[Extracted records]
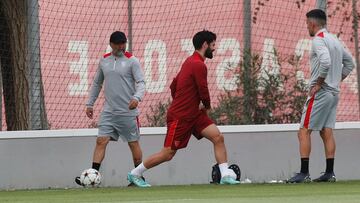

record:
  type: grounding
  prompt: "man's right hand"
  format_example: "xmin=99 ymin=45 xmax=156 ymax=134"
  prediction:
xmin=86 ymin=107 xmax=94 ymax=119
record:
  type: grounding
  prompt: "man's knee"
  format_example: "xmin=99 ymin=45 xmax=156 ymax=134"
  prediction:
xmin=128 ymin=141 xmax=140 ymax=150
xmin=298 ymin=128 xmax=311 ymax=139
xmin=163 ymin=149 xmax=176 ymax=161
xmin=96 ymin=137 xmax=110 ymax=147
xmin=211 ymin=133 xmax=224 ymax=144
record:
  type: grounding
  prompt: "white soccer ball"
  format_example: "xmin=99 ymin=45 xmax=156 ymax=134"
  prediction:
xmin=80 ymin=168 xmax=101 ymax=187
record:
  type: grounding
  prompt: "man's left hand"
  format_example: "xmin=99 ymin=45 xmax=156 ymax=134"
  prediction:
xmin=129 ymin=99 xmax=139 ymax=110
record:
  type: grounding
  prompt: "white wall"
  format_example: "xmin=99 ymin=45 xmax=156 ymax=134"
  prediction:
xmin=0 ymin=122 xmax=360 ymax=190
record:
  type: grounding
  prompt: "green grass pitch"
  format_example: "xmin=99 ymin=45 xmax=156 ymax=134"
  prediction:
xmin=0 ymin=181 xmax=360 ymax=203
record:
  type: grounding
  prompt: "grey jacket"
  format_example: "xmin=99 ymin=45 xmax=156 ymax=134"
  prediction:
xmin=86 ymin=52 xmax=145 ymax=116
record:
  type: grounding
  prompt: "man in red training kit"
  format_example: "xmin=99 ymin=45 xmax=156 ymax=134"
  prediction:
xmin=128 ymin=30 xmax=240 ymax=187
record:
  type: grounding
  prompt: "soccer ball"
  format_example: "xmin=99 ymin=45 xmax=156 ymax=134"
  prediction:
xmin=80 ymin=168 xmax=101 ymax=187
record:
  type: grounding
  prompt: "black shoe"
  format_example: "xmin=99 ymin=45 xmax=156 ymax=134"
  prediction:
xmin=75 ymin=176 xmax=84 ymax=186
xmin=286 ymin=173 xmax=311 ymax=183
xmin=314 ymin=172 xmax=336 ymax=182
xmin=128 ymin=176 xmax=145 ymax=187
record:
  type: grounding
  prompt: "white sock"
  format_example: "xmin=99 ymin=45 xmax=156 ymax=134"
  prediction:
xmin=219 ymin=162 xmax=229 ymax=177
xmin=130 ymin=162 xmax=147 ymax=176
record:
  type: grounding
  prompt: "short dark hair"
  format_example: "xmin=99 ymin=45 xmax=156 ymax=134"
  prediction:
xmin=193 ymin=30 xmax=216 ymax=50
xmin=110 ymin=31 xmax=127 ymax=44
xmin=306 ymin=9 xmax=326 ymax=24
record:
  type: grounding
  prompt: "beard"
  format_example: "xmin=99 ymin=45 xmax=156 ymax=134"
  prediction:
xmin=114 ymin=49 xmax=125 ymax=57
xmin=204 ymin=47 xmax=214 ymax=59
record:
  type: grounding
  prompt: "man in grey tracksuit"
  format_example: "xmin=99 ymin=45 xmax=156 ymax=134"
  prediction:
xmin=288 ymin=9 xmax=354 ymax=183
xmin=75 ymin=31 xmax=145 ymax=185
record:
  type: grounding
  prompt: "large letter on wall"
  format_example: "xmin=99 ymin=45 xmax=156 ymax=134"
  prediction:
xmin=144 ymin=40 xmax=166 ymax=93
xmin=68 ymin=41 xmax=89 ymax=96
xmin=216 ymin=39 xmax=240 ymax=90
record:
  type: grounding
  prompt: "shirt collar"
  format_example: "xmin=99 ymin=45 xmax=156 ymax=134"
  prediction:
xmin=193 ymin=51 xmax=205 ymax=62
xmin=315 ymin=28 xmax=327 ymax=36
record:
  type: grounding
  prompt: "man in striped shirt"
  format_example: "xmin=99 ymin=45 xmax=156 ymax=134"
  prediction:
xmin=288 ymin=9 xmax=354 ymax=183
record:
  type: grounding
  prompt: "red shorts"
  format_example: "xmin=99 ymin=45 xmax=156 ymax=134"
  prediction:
xmin=164 ymin=113 xmax=214 ymax=150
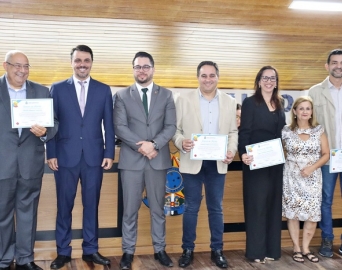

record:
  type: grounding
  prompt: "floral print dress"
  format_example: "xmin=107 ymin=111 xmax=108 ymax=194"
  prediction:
xmin=282 ymin=125 xmax=324 ymax=222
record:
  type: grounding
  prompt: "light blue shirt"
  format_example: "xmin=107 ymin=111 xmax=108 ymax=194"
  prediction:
xmin=198 ymin=90 xmax=220 ymax=134
xmin=5 ymin=76 xmax=26 ymax=137
xmin=328 ymin=81 xmax=342 ymax=149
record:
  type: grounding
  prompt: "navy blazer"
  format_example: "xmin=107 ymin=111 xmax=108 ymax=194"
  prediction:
xmin=47 ymin=77 xmax=115 ymax=167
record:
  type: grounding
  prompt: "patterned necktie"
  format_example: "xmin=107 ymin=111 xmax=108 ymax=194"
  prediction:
xmin=141 ymin=88 xmax=148 ymax=115
xmin=78 ymin=81 xmax=87 ymax=116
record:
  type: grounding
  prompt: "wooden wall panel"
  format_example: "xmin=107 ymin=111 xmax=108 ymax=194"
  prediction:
xmin=0 ymin=0 xmax=342 ymax=90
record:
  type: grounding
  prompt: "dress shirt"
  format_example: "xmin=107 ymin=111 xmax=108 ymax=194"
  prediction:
xmin=328 ymin=80 xmax=342 ymax=149
xmin=198 ymin=90 xmax=220 ymax=134
xmin=135 ymin=82 xmax=153 ymax=110
xmin=73 ymin=76 xmax=90 ymax=104
xmin=5 ymin=76 xmax=26 ymax=137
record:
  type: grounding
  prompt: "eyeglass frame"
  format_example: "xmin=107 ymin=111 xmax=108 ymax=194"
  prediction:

▶ [Exercise description]: Write out the data precisely as given, excluding the pictures.

▶ [Complete response]:
record:
  type: grounding
  prompt: "man's right hand"
  format_example: "xmin=99 ymin=45 xmax=156 ymax=134"
  prediction:
xmin=86 ymin=107 xmax=94 ymax=119
record:
  type: grounding
  prompt: "man's knee"
  format_example: "xmin=99 ymin=45 xmax=156 ymax=134"
  prediction:
xmin=128 ymin=141 xmax=140 ymax=150
xmin=298 ymin=128 xmax=311 ymax=139
xmin=163 ymin=149 xmax=176 ymax=161
xmin=96 ymin=137 xmax=110 ymax=147
xmin=211 ymin=133 xmax=224 ymax=144
record:
  type: grounding
  prompt: "white soccer ball"
  format_example: "xmin=99 ymin=45 xmax=156 ymax=134"
  prediction:
xmin=80 ymin=168 xmax=101 ymax=187
record:
  type: grounding
  prompt: "man's left hand"
  format_example: "xmin=99 ymin=45 xmax=156 ymax=134"
  prediction:
xmin=129 ymin=99 xmax=139 ymax=110
record:
  type: grounding
  prompt: "white wall"
  format_example: "xmin=99 ymin=45 xmax=156 ymax=134"
  prediction:
xmin=0 ymin=122 xmax=360 ymax=190
record:
  type: grounding
  prompt: "green grass pitch"
  format_example: "xmin=99 ymin=45 xmax=156 ymax=134"
  prediction:
xmin=0 ymin=181 xmax=360 ymax=203
record:
  type: grounding
  prompt: "grey jacket"
  format_example: "xmin=99 ymin=45 xmax=156 ymax=134"
  prediction:
xmin=86 ymin=52 xmax=145 ymax=116
record:
  type: grounding
  prompt: "man in red training kit"
  format_example: "xmin=99 ymin=45 xmax=156 ymax=134"
  prediction:
xmin=128 ymin=30 xmax=240 ymax=187
record:
  type: grounding
  prompt: "soccer ball"
  format_example: "xmin=99 ymin=45 xmax=156 ymax=134"
  prediction:
xmin=80 ymin=168 xmax=101 ymax=187
record:
  type: grounding
  prompt: "black shoe"
  format_example: "xmin=99 ymin=45 xmax=156 ymax=134"
  prediction:
xmin=75 ymin=176 xmax=84 ymax=186
xmin=286 ymin=173 xmax=311 ymax=183
xmin=314 ymin=172 xmax=336 ymax=182
xmin=128 ymin=176 xmax=145 ymax=187
record:
  type: grounding
  prompt: "white sock"
  format_example: "xmin=99 ymin=45 xmax=156 ymax=134"
  prediction:
xmin=219 ymin=162 xmax=229 ymax=177
xmin=130 ymin=162 xmax=147 ymax=176
record:
  type: grounding
  prompt: "short dark hair"
  format_example: "xmin=99 ymin=45 xmax=156 ymax=134"
  prediction:
xmin=193 ymin=30 xmax=216 ymax=50
xmin=110 ymin=31 xmax=127 ymax=44
xmin=306 ymin=9 xmax=326 ymax=24
record:
  type: grounding
  prompt: "beard"
  format_example: "xmin=99 ymin=45 xmax=156 ymax=134"
  prediction:
xmin=114 ymin=49 xmax=125 ymax=57
xmin=204 ymin=47 xmax=214 ymax=59
record:
  type: grounding
  prompt: "man in grey tracksuit"
  format_example: "xmin=99 ymin=45 xmax=156 ymax=134"
  prediction:
xmin=288 ymin=9 xmax=354 ymax=183
xmin=75 ymin=31 xmax=145 ymax=185
record:
  type: grounding
  prompt: "large letter on wall"
  format_example: "xmin=99 ymin=45 xmax=156 ymax=134"
  prediction:
xmin=144 ymin=40 xmax=166 ymax=93
xmin=68 ymin=41 xmax=89 ymax=96
xmin=216 ymin=39 xmax=240 ymax=90
record:
  type: grounding
  prompt: "shirt collar"
  format_example: "xmin=99 ymin=45 xmax=156 ymax=134"
  prediction:
xmin=193 ymin=51 xmax=205 ymax=62
xmin=315 ymin=28 xmax=327 ymax=36
record:
  type: grounding
  prompt: "man in striped shirt"
  format_example: "xmin=99 ymin=45 xmax=156 ymax=134"
  prediction:
xmin=288 ymin=9 xmax=354 ymax=183
record:
  type: grounding
  prompt: "red shorts"
  format_example: "xmin=99 ymin=45 xmax=156 ymax=134"
  prediction:
xmin=164 ymin=113 xmax=214 ymax=150

record:
  type: grounding
  prompt: "floral print dress"
  format_example: "xmin=107 ymin=111 xmax=108 ymax=194"
  prediction:
xmin=282 ymin=125 xmax=324 ymax=222
record:
  type: grounding
  prompt: "light blue shirt"
  format_example: "xmin=107 ymin=111 xmax=108 ymax=194"
  prediction:
xmin=198 ymin=90 xmax=220 ymax=134
xmin=5 ymin=76 xmax=26 ymax=137
xmin=328 ymin=81 xmax=342 ymax=149
record:
  type: grounding
  prompt: "navy blazer"
  format_example: "xmin=107 ymin=111 xmax=108 ymax=194"
  prediction:
xmin=47 ymin=77 xmax=115 ymax=167
record:
  type: grounding
  prompt: "patterned necktie"
  format_example: "xmin=107 ymin=111 xmax=108 ymax=194"
  prediction:
xmin=141 ymin=88 xmax=148 ymax=115
xmin=78 ymin=81 xmax=87 ymax=116
record:
  type: grounding
  prompt: "wooden wall panel"
  format_example: "xmin=107 ymin=111 xmax=108 ymax=194"
  prediction:
xmin=0 ymin=0 xmax=342 ymax=90
record:
  type: grounding
  prompt: "dress shirt"
  format_example: "xmin=107 ymin=111 xmax=108 ymax=194"
  prediction:
xmin=328 ymin=80 xmax=342 ymax=149
xmin=198 ymin=90 xmax=220 ymax=134
xmin=135 ymin=82 xmax=153 ymax=110
xmin=73 ymin=76 xmax=90 ymax=104
xmin=5 ymin=76 xmax=26 ymax=137
record:
  type: grounding
  prompt: "eyeglass frame"
  format_example: "xmin=107 ymin=111 xmax=108 ymax=194"
  prediction:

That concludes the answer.